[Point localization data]
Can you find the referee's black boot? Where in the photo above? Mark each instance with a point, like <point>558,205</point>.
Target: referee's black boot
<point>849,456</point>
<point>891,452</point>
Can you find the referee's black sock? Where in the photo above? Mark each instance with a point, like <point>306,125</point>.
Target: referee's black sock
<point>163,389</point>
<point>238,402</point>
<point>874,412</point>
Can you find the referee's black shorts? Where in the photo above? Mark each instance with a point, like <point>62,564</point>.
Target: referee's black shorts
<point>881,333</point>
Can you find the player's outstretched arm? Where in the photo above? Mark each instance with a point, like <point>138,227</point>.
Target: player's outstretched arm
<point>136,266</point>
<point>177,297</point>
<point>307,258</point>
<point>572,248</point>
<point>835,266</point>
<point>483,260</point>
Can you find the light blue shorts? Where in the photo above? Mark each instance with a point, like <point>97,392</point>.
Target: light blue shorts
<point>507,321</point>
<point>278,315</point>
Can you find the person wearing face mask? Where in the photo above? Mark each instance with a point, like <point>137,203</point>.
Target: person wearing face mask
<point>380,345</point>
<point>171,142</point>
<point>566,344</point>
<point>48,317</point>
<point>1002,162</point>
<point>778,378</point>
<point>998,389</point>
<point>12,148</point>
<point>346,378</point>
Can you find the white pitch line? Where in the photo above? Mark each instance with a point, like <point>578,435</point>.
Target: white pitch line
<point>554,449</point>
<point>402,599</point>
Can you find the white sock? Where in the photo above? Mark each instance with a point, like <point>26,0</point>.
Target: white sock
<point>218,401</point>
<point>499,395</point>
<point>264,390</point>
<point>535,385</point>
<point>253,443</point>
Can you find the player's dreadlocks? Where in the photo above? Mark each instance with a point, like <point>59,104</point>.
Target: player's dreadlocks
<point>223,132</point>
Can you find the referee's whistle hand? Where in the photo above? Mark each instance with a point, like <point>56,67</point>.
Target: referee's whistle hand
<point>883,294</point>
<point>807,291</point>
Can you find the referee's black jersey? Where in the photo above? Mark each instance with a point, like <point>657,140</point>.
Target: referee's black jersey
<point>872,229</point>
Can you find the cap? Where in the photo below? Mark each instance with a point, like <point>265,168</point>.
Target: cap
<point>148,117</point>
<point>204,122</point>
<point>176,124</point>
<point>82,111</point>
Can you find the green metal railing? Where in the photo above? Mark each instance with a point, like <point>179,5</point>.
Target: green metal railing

# TO DO
Your response should be the lines above from the first to the one containing "Can you find the referee's black sock?", inclusive, each given exactly.

# ANSWER BELOW
Can you find the referee's black boot? Where in the photo above? Mark each instance with a point, like <point>558,205</point>.
Target: referee's black boot
<point>849,456</point>
<point>891,452</point>
Can you find the referee's black sock? Where in the photo above? Mark each instance with a point, like <point>306,125</point>.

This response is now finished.